**Page**
***
Available to read, export (save) and edit PDF documents is a little known, lightweight, Linux application, Xournal [768 kb]. Xournal directly injects text of all sizes and types, erases (white-outs) given text and images, highlites, injects, shapes, draws and does other things. The image above-right illustrates some possible edits done by me. It was my first time, so please excuse the sloppiness. In general, Xournal can be used for notetaking, sketching and keeping a journal using a stylus in a variety of document forms. Unfortunately, it does not bookmark or have a search feature. A lightweight wine portable pdf app that does bookmarking and searching is pdfxchange. It also has other useful tools. I have not had a chance to use it, but I have heard good things about Master Pdf Editor, which has a Linux version: sudo apt-get install master-pdf-editor3.
***
**Extracted entries**
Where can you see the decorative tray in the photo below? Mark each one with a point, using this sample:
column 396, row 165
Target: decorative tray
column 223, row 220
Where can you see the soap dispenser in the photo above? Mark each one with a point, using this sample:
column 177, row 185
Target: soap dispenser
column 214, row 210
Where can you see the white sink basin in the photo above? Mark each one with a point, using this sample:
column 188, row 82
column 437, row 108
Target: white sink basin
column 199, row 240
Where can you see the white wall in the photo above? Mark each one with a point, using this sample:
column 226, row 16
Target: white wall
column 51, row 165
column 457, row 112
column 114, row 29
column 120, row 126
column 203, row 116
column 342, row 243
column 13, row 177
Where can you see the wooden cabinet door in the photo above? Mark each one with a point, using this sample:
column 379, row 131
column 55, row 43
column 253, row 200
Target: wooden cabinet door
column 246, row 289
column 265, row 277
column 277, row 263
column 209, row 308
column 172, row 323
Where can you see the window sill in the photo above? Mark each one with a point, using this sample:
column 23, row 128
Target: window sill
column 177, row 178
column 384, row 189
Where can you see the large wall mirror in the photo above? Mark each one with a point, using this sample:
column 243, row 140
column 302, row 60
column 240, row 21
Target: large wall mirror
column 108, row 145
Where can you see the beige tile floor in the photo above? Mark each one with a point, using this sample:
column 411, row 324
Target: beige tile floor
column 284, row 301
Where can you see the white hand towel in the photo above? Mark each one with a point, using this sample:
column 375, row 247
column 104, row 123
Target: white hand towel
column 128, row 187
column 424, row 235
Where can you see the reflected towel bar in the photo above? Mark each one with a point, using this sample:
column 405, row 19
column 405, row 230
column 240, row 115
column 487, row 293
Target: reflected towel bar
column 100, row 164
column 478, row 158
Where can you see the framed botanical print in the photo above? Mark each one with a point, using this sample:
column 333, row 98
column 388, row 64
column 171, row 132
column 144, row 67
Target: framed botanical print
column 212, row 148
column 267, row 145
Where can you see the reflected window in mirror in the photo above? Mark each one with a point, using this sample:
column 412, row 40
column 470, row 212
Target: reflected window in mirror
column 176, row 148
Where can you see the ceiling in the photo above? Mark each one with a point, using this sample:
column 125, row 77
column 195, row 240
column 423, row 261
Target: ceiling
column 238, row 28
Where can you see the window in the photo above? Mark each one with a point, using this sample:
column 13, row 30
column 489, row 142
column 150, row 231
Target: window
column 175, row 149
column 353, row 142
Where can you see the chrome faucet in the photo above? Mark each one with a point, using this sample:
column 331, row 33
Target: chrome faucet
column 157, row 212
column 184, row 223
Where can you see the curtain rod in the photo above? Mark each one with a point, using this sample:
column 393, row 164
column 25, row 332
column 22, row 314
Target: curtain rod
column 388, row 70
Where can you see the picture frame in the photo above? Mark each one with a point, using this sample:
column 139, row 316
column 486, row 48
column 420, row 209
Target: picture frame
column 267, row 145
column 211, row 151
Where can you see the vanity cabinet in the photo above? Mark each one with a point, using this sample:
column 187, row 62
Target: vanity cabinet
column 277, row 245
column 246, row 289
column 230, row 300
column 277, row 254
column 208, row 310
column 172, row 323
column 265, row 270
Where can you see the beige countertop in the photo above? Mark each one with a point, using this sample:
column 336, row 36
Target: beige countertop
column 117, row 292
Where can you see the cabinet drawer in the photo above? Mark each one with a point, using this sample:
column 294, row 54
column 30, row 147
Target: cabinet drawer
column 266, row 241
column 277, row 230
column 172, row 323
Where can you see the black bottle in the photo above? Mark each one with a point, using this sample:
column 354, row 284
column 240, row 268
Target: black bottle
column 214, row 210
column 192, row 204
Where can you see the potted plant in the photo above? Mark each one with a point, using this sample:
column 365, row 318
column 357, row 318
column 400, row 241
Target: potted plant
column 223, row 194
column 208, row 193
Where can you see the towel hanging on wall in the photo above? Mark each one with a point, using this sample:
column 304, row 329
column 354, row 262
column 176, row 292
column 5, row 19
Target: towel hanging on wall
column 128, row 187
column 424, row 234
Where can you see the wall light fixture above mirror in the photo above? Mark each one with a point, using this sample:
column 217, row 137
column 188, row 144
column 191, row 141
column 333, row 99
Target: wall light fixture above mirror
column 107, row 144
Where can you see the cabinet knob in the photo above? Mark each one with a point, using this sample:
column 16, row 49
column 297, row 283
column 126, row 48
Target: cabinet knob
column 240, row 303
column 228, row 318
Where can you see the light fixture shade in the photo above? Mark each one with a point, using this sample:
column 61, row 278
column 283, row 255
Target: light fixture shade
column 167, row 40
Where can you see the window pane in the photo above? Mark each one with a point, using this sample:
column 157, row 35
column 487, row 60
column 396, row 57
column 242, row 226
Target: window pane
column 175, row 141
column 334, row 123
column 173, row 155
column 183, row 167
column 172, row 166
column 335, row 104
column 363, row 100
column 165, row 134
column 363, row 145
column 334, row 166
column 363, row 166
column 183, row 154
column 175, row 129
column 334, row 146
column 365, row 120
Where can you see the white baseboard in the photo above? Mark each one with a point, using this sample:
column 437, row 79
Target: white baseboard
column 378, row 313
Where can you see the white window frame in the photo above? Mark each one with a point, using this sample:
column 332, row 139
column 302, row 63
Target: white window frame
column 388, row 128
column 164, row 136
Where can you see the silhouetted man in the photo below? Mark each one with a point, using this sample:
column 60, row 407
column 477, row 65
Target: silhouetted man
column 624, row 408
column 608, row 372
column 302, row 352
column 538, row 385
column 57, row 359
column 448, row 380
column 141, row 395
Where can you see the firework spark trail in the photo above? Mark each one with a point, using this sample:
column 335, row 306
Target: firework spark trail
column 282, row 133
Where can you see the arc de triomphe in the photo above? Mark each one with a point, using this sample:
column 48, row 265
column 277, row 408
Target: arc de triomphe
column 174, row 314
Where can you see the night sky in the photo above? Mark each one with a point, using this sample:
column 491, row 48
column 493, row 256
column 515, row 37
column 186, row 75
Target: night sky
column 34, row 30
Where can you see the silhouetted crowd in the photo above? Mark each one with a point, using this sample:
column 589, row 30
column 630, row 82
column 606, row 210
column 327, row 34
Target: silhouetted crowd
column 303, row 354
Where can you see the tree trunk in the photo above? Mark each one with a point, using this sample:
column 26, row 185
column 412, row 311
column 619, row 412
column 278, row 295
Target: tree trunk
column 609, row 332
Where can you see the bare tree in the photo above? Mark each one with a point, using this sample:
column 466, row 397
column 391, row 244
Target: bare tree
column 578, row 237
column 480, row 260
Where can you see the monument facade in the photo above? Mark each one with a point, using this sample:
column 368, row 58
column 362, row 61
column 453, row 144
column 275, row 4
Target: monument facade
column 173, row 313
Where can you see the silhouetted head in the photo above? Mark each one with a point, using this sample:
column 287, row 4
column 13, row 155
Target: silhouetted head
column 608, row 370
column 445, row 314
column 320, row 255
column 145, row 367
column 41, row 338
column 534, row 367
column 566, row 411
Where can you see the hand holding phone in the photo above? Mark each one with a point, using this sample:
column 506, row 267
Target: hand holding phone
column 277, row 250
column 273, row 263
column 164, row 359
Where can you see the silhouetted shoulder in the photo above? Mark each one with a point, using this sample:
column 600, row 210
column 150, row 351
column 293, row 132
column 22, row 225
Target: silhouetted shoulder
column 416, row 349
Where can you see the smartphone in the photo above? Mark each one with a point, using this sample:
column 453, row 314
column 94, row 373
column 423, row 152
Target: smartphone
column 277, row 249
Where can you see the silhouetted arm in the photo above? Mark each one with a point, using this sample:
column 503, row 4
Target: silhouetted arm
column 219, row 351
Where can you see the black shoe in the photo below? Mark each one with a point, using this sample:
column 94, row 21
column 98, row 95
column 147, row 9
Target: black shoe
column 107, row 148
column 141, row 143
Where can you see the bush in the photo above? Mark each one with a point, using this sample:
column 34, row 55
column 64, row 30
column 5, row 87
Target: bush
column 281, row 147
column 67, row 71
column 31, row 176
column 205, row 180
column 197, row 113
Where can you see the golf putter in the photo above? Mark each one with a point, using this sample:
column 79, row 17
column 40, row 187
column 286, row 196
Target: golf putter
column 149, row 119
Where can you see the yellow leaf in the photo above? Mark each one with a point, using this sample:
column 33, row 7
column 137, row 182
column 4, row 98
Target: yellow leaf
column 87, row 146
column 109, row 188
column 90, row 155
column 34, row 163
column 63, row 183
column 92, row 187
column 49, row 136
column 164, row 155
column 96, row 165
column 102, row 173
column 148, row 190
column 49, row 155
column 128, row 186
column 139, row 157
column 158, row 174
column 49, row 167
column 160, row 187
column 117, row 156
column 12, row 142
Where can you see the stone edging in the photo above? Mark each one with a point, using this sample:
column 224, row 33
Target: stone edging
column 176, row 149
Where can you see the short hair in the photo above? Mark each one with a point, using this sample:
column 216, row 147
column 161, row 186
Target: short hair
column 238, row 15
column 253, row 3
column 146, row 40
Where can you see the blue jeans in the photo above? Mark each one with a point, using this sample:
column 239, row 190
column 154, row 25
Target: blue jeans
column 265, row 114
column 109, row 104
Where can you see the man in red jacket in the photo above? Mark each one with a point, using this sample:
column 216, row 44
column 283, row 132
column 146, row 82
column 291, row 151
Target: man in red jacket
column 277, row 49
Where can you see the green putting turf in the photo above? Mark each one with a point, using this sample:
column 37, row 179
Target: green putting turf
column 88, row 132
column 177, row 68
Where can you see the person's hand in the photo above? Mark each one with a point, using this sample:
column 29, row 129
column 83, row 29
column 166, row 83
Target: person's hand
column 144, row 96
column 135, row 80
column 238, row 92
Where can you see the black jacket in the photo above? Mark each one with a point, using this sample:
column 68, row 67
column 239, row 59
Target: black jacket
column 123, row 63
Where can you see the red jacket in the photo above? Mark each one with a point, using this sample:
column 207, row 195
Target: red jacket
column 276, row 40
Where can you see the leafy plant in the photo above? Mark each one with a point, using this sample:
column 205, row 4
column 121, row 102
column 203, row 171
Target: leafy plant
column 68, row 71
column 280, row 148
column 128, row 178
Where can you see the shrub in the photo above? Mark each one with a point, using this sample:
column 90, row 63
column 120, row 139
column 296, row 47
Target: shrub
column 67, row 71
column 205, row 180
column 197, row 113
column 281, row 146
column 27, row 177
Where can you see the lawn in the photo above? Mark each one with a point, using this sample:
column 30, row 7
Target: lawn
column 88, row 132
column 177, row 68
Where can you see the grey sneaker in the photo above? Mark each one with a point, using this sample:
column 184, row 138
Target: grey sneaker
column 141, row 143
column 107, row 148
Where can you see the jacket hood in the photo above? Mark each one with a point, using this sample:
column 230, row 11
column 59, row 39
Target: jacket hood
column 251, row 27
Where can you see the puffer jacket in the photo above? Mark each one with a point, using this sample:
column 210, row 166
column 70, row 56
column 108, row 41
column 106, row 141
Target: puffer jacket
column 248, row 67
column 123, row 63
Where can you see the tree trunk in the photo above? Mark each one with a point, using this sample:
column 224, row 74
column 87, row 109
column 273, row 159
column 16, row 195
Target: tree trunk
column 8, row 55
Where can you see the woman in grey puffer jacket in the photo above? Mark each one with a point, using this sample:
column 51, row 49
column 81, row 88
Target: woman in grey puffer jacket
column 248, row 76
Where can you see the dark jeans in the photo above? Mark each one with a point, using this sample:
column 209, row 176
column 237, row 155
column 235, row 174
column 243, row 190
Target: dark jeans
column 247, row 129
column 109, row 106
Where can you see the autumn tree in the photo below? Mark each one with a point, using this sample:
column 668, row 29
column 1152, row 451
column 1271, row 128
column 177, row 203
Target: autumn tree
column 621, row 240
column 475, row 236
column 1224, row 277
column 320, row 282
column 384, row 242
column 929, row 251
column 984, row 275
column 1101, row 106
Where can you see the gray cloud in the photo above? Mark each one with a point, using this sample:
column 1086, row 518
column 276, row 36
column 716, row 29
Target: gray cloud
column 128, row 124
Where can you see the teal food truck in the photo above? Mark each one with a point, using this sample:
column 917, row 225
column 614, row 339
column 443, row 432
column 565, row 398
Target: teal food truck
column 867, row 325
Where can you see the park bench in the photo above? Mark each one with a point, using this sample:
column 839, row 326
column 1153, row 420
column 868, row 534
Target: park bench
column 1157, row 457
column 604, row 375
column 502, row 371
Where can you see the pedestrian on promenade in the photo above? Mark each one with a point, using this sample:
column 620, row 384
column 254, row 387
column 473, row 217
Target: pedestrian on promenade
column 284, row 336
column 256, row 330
***
**To do**
(1) List every software application named in the text on editing PDF files in Linux.
(2) According to the text on editing PDF files in Linux, which two features does Xournal lack?
(3) Continue the text on editing PDF files in Linux from its final sentence.

**Outputs in order**
(1) Xournal, pdfxchange, Master Pdf Editor

(2) It cannot bookmark and has no search feature.

(3)
There are many simple command line tools and special applications in Linux that perform special tasks related to PDF documents in a remarkably efficient and accurate way. Three general tool collections that can be easily installed in most distributions, are coreutils, x11-utils, x11-apps.
The accompanying chart illustrates what some command line tools can do. The main tool for pdf-documents is Poppler-utils (PDF Utilities)[456 kb]. The command, as printed in this table, should be given from the directory containing the pertinent files. The files resulting from the command will appear in the same directory (provided a specific path is not specified in the command). Finally, ghostscript, which is installed on most Linux distributions, can be used to merge or extract .pdf and/or .ps files, albeit the commands are long (see last 2 entries in accompanying table).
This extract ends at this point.